Stored data entries:
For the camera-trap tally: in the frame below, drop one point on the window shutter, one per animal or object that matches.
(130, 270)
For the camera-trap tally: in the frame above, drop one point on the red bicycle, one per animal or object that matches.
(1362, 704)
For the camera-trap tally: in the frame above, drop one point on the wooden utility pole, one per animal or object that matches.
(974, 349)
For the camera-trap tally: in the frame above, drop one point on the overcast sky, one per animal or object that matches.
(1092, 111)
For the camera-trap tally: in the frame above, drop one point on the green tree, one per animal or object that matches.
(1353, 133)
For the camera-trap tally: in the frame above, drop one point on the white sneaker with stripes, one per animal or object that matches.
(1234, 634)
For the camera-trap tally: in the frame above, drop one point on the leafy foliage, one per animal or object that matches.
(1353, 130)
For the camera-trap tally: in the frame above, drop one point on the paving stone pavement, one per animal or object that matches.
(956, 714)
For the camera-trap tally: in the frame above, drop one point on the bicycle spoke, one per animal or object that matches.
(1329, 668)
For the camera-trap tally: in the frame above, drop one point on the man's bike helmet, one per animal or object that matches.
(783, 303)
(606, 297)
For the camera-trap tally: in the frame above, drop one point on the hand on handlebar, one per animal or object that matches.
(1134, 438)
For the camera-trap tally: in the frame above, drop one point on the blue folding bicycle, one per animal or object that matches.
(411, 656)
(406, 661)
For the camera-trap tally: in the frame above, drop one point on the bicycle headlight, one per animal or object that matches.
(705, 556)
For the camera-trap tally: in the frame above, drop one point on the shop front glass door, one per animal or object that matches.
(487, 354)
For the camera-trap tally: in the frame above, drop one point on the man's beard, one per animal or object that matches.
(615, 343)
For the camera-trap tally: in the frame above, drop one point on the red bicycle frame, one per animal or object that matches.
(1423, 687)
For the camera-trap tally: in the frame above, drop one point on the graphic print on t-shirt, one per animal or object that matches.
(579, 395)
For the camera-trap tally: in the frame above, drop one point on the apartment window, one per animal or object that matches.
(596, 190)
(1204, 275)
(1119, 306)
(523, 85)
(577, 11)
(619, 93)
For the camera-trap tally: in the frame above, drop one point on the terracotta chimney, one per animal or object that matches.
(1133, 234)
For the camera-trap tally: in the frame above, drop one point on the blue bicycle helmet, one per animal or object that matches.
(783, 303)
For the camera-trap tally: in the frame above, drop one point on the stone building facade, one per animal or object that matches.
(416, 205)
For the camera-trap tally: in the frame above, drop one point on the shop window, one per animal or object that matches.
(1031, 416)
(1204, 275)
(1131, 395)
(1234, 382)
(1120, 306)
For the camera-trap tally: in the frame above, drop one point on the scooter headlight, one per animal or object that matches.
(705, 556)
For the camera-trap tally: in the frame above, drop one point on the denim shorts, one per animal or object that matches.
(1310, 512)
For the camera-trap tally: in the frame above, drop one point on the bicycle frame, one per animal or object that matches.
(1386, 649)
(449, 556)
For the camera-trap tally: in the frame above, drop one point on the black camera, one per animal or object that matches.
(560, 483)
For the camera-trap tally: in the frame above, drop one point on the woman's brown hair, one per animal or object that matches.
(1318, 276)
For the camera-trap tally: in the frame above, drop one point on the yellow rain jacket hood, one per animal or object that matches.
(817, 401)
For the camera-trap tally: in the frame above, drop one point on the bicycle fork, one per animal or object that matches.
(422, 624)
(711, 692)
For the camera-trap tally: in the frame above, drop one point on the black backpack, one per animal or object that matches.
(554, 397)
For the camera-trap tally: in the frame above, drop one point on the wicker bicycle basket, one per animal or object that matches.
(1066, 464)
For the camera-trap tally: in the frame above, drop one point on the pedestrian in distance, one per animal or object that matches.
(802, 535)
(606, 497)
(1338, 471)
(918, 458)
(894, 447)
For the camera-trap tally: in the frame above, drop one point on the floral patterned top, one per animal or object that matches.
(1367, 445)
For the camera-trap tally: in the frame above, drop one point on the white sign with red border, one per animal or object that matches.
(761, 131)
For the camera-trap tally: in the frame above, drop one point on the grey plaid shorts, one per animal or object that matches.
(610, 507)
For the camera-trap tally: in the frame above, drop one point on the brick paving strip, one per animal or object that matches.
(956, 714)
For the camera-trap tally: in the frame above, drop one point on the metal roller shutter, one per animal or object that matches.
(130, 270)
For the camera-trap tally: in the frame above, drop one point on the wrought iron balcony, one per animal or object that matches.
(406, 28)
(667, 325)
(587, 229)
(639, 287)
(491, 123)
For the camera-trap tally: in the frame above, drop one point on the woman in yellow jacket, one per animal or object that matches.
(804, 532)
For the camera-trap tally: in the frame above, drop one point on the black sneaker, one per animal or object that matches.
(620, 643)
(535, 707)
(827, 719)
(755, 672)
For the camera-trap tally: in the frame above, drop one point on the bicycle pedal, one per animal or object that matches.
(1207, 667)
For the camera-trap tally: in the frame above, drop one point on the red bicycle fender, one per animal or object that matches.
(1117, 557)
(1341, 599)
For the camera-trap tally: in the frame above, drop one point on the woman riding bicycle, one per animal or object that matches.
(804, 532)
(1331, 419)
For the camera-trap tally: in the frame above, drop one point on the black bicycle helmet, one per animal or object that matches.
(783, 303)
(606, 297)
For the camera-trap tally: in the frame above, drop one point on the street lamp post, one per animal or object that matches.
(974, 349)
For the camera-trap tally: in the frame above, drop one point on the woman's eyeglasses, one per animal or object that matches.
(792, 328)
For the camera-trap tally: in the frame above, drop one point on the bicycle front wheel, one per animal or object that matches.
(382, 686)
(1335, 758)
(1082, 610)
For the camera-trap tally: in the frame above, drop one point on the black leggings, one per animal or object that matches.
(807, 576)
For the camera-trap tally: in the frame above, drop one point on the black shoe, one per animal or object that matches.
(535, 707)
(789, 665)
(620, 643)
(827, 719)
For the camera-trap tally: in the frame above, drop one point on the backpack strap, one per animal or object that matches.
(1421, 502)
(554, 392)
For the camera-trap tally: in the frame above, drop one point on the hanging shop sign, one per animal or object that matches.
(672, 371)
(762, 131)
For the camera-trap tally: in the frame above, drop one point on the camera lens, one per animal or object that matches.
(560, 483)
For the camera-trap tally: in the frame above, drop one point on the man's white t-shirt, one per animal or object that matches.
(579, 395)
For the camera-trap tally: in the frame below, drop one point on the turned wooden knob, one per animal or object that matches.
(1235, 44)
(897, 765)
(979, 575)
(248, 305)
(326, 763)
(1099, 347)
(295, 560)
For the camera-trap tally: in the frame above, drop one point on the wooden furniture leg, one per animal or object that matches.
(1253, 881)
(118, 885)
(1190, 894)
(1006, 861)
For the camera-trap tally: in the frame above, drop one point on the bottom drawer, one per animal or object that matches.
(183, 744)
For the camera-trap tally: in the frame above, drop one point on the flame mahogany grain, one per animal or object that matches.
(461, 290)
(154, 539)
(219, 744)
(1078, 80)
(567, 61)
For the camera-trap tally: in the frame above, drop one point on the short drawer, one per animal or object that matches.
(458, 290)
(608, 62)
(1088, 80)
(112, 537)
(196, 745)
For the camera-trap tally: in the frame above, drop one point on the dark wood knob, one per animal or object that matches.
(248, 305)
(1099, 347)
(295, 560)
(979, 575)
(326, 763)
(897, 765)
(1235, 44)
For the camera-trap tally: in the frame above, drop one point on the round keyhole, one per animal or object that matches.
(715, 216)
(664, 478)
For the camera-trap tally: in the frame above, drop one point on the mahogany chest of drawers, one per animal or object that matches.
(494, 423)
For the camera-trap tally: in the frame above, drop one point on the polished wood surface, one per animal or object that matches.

_TASK REQUIREMENTS_. Transcribe each entry exactly.

_WRITTEN REPLY_.
For the camera-trap tally: in the frame below, drop one point on the window shutter, one per animal or object that matches.
(130, 270)
For the camera-trap tally: in the frame above, drop one point on the red bicycle, one per animal or object that matches.
(1362, 704)
For the camera-trap tally: in the frame above, drop one point on the wooden utility pole, one per animal or object that matches.
(974, 349)
For the camera-trap tally: in the frame above, drop one point on the overcast sky, one per animal or object that matches.
(1092, 111)
For the camera-trap tally: in the frame above, drop one point on the green tree, one per animal or object that matches.
(1353, 133)
For the camera-trap tally: in the frame above, drop one point on the white sneaker with stripes, one per animal or object that matches.
(1234, 634)
For the camera-trap tally: in the frame above, drop one point on the leafy foliage, one per animal or object that matches.
(1353, 130)
For the camera-trap tally: in the frame above, drop one point on the paving stone pavement, one per animal or object that matches.
(956, 714)
For the camera-trap tally: in the frame above, drop one point on the bicycle spoke, one per animal or object that matches.
(1329, 668)
For the camera-trap tally: in the frame above, drop one point on the man's bike helmet, one per animal or object that matches.
(783, 303)
(606, 297)
For the camera-trap tally: in the frame above, drop one point on the hand on handlebar, one per animal or object that matches.
(1134, 438)
For the camera-trap tally: in the frame above, drop one point on the blue folding bicycle, one per animal or object that matches.
(411, 656)
(406, 661)
For the camera-trap tally: in the frame above, drop one point on the bicycle headlight, one per animal or object that matches.
(705, 556)
For the camera-trap tally: in the frame above, drop one point on the shop front glass door, one per animal or object that matches.
(487, 354)
For the camera-trap tally: in the frame above, drop one point on the man's beard, one per animal or object that matches.
(615, 343)
For the camera-trap tally: in the frame above, drop one point on the red bicycle frame, one per animal or object that matches.
(1423, 687)
For the camera-trap tally: in the frame above, drop one point on the graphic print on t-shirt, one per animal or object that matches.
(579, 395)
For the camera-trap tally: in the frame above, drop one point on the apartment window, one per animal or object that matches.
(596, 190)
(1204, 275)
(1119, 306)
(523, 85)
(577, 11)
(619, 93)
For the camera-trap tally: in the frame above, drop one point on the terracotta chimney, one per animal or object that matches.
(1133, 234)
For the camera-trap tally: in the frame above, drop one point on the blue bicycle helmet, one per animal or object that matches.
(783, 303)
For the camera-trap tally: in the frame above, drop one point on the stone building facade, one per animal or object that matches.
(416, 205)
For the camera-trap tally: in the frame above, drop one point on the shop window, one per animal or object that matches.
(1031, 416)
(1204, 275)
(1131, 395)
(1234, 382)
(1120, 306)
For the camera-trap tally: in the frame above, drop one point on the scooter headlight, one per animal or object that matches.
(705, 556)
For the camera-trap tally: in the frame above, drop one point on the denim shorts, one per animal or object that matches.
(1310, 512)
For the camera-trap tally: in the frame above, drop one point on the bicycle frame, one per animal or object that matches.
(1386, 649)
(449, 556)
For the camera-trap tally: in the frame above, drop one point on the black camera, one per animal or object that matches.
(560, 483)
For the camera-trap tally: in the frame above, drop one point on the woman's brown hair, one per animal or object that matches.
(1318, 276)
For the camera-trap tally: in the frame above, drop one point on the yellow rain jacket hood, one per animal or object that matches.
(817, 401)
For the camera-trap tally: in the frame above, drop one point on the bicycle fork, one per animal or object that matches.
(422, 624)
(711, 692)
For the camera-trap tally: in the frame above, drop one point on the black backpack, one per animal or object that matches.
(554, 397)
For the camera-trap tally: in the frame above, drop one point on the wicker bicycle basket, one per animal or object that matches.
(1066, 464)
For the camera-trap tally: in the frame above, drop one point on the pedestrian in distance, one per animal or object that matches.
(802, 535)
(606, 497)
(1338, 471)
(918, 458)
(894, 447)
For the camera-trap tally: in the frame above, drop one point on the floral patterned top, one per animal or object that matches.
(1367, 445)
For the camera-trap tally: in the frame above, drop one point on the white sign with red border, one per animal or object that matches.
(761, 131)
For the camera-trap tally: in the frame above, drop one point on the grey plaid shorts, one per animal or object that matches.
(610, 507)
For the camera-trap tally: in the frame above, drop one point on the brick paving strip, one per animal or object that matches.
(956, 714)
For the camera-trap tally: in the frame above, drop one point on the metal roller shutter, one per animal or object that matches.
(130, 270)
For the camera-trap tally: in the frame above, drop one point on the wrought iron balcony, one per animal or object that matches.
(406, 28)
(667, 325)
(587, 229)
(639, 287)
(491, 123)
For the camera-trap tally: in the frame above, drop one point on the woman in yellow jacket, one per animal or object that matches.
(804, 532)
For the camera-trap tally: in the frame above, drop one point on the black sneaker, one per animal or object that matches.
(620, 643)
(535, 707)
(827, 719)
(755, 672)
For the camera-trap tally: in the frame above, drop one point on the bicycle pedal, one per animal or object that matches.
(1207, 667)
For the camera-trap tally: in the frame above, drop one point on the red bicycle fender, one per animal or object that matches.
(1117, 557)
(1341, 599)
For the camera-trap tally: in the frame above, drop one point on the woman riding bicycle, one per animal or object that matches.
(804, 532)
(1331, 419)
For the camera-trap tally: in the frame above, drop one point on the black bicycle helmet, one per animal or object that matches.
(783, 303)
(606, 297)
For the camera-trap tally: in the frame above, drop one point on the street lamp post, one per animal or object that matches.
(974, 349)
For the camera-trap tally: in the frame above, drop one point on the woman's eyeglasses, one per animal or object that matches.
(792, 328)
For the camera-trap tally: in the frame above, drop one point on the bicycle front wheel, one per animal or object that matches.
(382, 686)
(1335, 758)
(1082, 610)
For the camera-trap tally: in the frame above, drop one point on the black leggings, one per animal or object that matches.
(807, 576)
For the camera-trap tally: in the frame above, drop one point on the black shoe, one per animal or object that matches.
(535, 707)
(789, 665)
(620, 643)
(827, 719)
For the camera-trap tally: in the frame above, drop one point on the backpack strap, one per animal or object that matches.
(1421, 502)
(554, 392)
For the camera-trap tally: in the frame above, drop one point on the hanging shop sign, one per animal or object that matches.
(672, 371)
(762, 131)
For the camera-trap tally: in the frame above, drop one point on the camera lens, one per animal or object that matches.
(560, 483)
For the camera-trap tally: in the frame above, drop one point on the man's white t-shirt, one per animal or object that matches.
(579, 395)
For the camera-trap tally: in the frame below, drop one point on the turned wooden knob, one per animal or object that matches.
(1235, 44)
(897, 765)
(979, 575)
(248, 305)
(326, 763)
(1099, 347)
(295, 560)
For the camera-trap tally: in the frame above, drop one point on the wooden furniture leg, one per animal or object that matches.
(1253, 881)
(118, 885)
(1190, 894)
(1006, 861)
For the camera-trap tally: in the frame above, drop one point on the bottom drawer, one per animal or object that matches.
(183, 744)
For the camera-trap tally: in the frame above, drop one point on the flame mahogany grain, one per animal or object that matches.
(461, 290)
(154, 539)
(219, 744)
(1078, 80)
(567, 61)
For the camera-trap tally: in the frame above, drop one point on the short drawer, one per animal or object that matches.
(458, 290)
(608, 62)
(1088, 80)
(112, 537)
(196, 745)
For the camera-trap tally: in the frame above, drop one point on the dark wood knob, one per animal or object that matches.
(248, 305)
(1099, 347)
(295, 560)
(979, 575)
(326, 763)
(897, 765)
(1235, 44)
For the camera-trap tally: in the frame above, drop one point on the round keyhole, one per animal or object that matches.
(715, 216)
(664, 478)
For the camera-trap tally: in the frame above, drop one point on the mahogany chest of drawers, one per animal or object that matches.
(494, 423)
For the camera-trap tally: in the frame above, drop one point on the polished wood surface, one per animal or object that matches.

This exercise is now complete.